» **TASK DATA**
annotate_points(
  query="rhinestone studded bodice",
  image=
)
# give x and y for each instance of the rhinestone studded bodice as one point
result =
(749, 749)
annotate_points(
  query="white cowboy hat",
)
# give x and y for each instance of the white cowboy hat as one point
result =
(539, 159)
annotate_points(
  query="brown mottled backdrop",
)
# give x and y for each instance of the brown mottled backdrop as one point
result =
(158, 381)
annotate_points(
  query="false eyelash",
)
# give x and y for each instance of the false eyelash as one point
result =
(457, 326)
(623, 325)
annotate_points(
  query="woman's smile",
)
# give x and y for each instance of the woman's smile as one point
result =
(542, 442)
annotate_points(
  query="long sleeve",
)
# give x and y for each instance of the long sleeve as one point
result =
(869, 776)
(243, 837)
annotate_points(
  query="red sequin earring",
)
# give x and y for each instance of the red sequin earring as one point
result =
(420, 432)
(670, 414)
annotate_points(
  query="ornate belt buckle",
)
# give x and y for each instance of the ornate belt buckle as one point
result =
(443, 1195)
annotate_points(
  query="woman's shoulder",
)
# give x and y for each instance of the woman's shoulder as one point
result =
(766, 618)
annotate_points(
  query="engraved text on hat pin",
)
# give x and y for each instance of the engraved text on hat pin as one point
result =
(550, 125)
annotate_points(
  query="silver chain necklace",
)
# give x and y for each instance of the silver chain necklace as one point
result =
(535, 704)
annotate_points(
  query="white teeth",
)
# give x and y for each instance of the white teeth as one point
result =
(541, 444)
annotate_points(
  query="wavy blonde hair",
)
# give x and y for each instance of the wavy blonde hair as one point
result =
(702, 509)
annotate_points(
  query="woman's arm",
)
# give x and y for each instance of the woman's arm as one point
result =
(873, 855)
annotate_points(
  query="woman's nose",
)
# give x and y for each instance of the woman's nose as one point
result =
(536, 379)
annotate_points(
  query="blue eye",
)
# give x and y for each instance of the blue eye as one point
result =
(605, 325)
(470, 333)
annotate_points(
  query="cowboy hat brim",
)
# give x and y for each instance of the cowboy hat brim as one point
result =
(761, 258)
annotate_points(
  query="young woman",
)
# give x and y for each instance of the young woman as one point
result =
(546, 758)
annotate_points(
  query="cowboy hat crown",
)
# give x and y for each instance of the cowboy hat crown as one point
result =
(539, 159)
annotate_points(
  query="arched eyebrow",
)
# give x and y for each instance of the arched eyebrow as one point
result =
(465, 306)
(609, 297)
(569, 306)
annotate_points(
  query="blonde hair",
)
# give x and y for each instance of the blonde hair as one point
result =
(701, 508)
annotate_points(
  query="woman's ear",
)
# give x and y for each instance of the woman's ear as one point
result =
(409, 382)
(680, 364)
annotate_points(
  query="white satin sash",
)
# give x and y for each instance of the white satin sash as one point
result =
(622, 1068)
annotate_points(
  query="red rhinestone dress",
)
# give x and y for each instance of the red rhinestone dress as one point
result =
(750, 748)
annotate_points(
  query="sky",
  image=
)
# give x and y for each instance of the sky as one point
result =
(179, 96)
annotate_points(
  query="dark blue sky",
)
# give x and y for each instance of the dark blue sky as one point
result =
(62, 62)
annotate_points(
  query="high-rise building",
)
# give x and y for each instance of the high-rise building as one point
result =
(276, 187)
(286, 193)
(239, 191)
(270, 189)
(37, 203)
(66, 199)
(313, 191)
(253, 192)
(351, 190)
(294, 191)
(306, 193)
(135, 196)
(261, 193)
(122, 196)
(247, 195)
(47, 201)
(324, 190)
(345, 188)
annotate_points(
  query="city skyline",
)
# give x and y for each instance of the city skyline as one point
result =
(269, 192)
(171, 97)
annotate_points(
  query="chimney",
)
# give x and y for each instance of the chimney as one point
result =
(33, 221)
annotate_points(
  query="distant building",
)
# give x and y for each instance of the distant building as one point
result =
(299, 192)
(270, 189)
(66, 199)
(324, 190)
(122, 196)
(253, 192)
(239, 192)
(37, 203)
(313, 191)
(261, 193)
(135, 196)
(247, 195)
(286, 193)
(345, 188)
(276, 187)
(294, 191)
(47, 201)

» **THE PROBLEM**
Transcribe all of the entries without altering anything.

» **WORKED SOLUTION**
annotate_points(
  query="rhinestone studded bodice",
  image=
)
# give x and y for each instance of the rhinestone studded bodice as one point
result =
(749, 749)
annotate_points(
  query="white cowboy hat",
)
# give x and y for each instance of the white cowboy hat as one point
result =
(539, 159)
annotate_points(
  query="brown mottled backdrop",
)
# give x and y for each instance of the brown mottled backdrop as one point
result =
(158, 381)
annotate_points(
  query="false eyelash",
)
# give x and y for each instance of the false eyelash as one point
result =
(457, 326)
(623, 325)
annotate_points(
  query="woman's smile",
)
# give x and y for each instance of the woman's smile as one point
result =
(542, 442)
annotate_points(
  query="long sleeve",
)
# give x and y for each instance of the long sleeve as one point
result =
(869, 776)
(243, 837)
annotate_points(
  query="red sequin earring",
)
# give x and y for each instance of the red sequin earring as one point
result =
(420, 432)
(670, 414)
annotate_points(
  query="ornate belt buckle",
)
# give x and y for each instance of the ornate belt buckle as one point
result =
(443, 1195)
annotate_points(
  query="woman's shoulder",
)
# give x and y for each instance of the woman's shoulder as one point
result =
(766, 618)
annotate_points(
  query="engraved text on hat pin",
)
# give x and y for each instance of the engraved text on hat pin as one point
result =
(550, 125)
annotate_points(
  query="silver chain necklace",
)
# give x and y for each instance of the silver chain necklace as one point
result =
(535, 704)
annotate_points(
  query="white teeth",
)
# give x and y for each instance of the white teeth as one point
result =
(541, 444)
annotate_points(
  query="wavy blonde hair",
)
# give x and y for each instance of the wavy blonde hair as one point
result =
(702, 509)
annotate_points(
  query="woman's arm",
)
# give x and y for each instance of the woman's arm as one point
result =
(873, 855)
annotate_points(
  query="woman's nose",
)
# give x and y for each instance of the woman's nose as one point
result =
(536, 379)
annotate_points(
  query="blue eye",
)
# give x and y for each instance of the blue eye as one point
result =
(605, 325)
(470, 333)
annotate_points(
  query="cowboy hat brim",
)
# give x and y for each instance of the cowboy hat brim as one point
result =
(761, 258)
annotate_points(
  query="young woman",
)
# give x and y for each instance of the young woman as one point
result =
(546, 758)
annotate_points(
  query="cowboy hat crown",
)
# give x and y for each instance of the cowboy hat crown as one point
result =
(539, 159)
annotate_points(
  query="arched eyebrow",
)
# give x and y for each instance of the arched eyebrow as one point
result =
(465, 306)
(609, 297)
(569, 306)
annotate_points(
  query="blonde hair",
)
# give x and y for each instance of the blonde hair as one point
result =
(701, 508)
annotate_points(
  query="woman's ear",
)
# give x and y for each instance of the woman's ear as one point
result =
(409, 382)
(680, 364)
annotate_points(
  query="white satin sash",
)
# give x and y for each instance of the white satin sash as one point
result =
(622, 1068)
annotate_points(
  query="red rhinestone dress",
)
# give x and y for each instance of the red rhinestone dress as one point
result =
(750, 748)
annotate_points(
  query="sky",
  image=
)
# give x and y for each instance of the sky as one point
result =
(179, 96)
annotate_points(
  query="dark blue sky",
)
# give x and y for each instance of the dark blue sky as one point
result =
(62, 62)
annotate_points(
  query="high-rise building",
)
# give x and y for each instance of the high-rise building as one point
result =
(276, 187)
(286, 193)
(239, 191)
(270, 189)
(37, 203)
(66, 199)
(313, 191)
(253, 192)
(351, 190)
(294, 191)
(306, 193)
(135, 196)
(261, 193)
(122, 196)
(247, 195)
(47, 201)
(324, 190)
(345, 188)
annotate_points(
  query="city skyline",
)
# give x and y for each instance of the city skyline as one point
result =
(269, 192)
(171, 97)
annotate_points(
  query="chimney",
)
# give x and y for each instance of the chimney as one point
result =
(33, 221)
annotate_points(
  query="distant building",
)
# give x and y for each instance of the distant building as one point
result =
(299, 192)
(270, 189)
(66, 199)
(324, 190)
(122, 196)
(253, 192)
(239, 192)
(37, 203)
(313, 191)
(261, 193)
(135, 196)
(247, 195)
(286, 193)
(345, 188)
(276, 187)
(294, 191)
(47, 201)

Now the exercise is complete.